>>>

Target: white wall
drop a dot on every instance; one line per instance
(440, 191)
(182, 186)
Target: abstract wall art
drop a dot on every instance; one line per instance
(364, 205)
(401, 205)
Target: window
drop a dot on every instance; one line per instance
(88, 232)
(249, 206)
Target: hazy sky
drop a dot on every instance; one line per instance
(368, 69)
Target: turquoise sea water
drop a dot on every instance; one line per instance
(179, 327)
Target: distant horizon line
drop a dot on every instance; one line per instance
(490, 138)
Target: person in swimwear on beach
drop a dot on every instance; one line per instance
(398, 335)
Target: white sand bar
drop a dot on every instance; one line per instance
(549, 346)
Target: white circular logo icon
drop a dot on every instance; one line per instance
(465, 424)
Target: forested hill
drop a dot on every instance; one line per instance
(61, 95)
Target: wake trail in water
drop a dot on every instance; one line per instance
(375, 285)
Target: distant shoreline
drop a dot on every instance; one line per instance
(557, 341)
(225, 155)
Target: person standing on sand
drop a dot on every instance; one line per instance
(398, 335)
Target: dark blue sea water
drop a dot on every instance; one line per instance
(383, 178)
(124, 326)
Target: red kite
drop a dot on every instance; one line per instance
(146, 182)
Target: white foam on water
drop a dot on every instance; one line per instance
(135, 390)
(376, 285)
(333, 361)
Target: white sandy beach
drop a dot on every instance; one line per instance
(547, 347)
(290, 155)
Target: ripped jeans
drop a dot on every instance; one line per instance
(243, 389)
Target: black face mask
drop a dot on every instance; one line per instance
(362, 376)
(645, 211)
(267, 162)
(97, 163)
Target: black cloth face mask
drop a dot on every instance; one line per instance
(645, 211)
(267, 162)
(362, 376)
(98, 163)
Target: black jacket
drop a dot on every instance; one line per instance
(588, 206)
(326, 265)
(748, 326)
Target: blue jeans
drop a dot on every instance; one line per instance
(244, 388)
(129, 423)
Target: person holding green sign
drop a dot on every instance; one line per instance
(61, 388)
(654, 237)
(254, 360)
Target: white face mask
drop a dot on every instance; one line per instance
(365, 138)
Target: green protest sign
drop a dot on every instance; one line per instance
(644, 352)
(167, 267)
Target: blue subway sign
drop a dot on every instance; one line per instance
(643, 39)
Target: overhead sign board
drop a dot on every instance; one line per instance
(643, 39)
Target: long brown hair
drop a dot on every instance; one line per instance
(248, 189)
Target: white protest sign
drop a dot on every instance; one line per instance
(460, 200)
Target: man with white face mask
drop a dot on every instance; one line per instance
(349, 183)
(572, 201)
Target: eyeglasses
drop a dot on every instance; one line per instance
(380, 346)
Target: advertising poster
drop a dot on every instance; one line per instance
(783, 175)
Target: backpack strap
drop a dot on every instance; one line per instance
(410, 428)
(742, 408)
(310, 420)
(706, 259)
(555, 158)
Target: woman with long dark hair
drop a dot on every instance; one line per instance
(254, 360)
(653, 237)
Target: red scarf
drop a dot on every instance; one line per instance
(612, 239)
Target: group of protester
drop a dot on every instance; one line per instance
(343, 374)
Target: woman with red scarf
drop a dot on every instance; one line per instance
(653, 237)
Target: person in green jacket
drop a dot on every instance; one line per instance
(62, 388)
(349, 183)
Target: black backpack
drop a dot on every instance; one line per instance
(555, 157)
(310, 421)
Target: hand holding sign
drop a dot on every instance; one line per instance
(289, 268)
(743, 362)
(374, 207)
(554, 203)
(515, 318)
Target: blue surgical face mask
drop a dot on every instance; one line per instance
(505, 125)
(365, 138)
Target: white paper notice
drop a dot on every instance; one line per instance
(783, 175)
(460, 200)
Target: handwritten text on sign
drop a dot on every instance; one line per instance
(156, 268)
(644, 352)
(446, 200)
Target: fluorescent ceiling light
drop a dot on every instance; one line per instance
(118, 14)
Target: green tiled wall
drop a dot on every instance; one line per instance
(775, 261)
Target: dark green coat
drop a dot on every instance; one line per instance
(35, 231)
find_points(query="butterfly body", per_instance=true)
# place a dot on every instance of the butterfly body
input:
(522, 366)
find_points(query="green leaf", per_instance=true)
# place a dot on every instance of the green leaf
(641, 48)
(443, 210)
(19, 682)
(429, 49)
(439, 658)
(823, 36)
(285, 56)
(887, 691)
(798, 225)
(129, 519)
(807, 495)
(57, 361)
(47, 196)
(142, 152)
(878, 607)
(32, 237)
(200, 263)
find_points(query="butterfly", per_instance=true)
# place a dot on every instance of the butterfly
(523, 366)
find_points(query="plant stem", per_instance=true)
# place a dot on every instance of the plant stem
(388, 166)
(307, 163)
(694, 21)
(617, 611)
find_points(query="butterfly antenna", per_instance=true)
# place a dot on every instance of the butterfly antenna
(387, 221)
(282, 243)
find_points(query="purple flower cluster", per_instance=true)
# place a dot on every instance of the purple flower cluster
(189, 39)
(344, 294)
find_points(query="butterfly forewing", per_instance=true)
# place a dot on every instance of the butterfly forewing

<<<

→ Problem requirements
Restate word for word the lines of the data above, starting at the line containing "Target: woman with red scarf" and ending at the line containing "Target: blue surgical face mask", both included, and nothing more.

→ Written solution
Target: woman with red scarf
drop a dot on every instance; one line per instance
(653, 237)
Target: person in green jacket
drop a dot on every instance; one line per instance
(62, 388)
(349, 183)
Target: black backpack
drop a dot on every instance; one line per instance
(555, 157)
(310, 421)
Target: hand holding sign
drop a dot on every instance; one line per instance
(289, 268)
(743, 362)
(374, 207)
(554, 203)
(515, 318)
Target: blue surgical face mask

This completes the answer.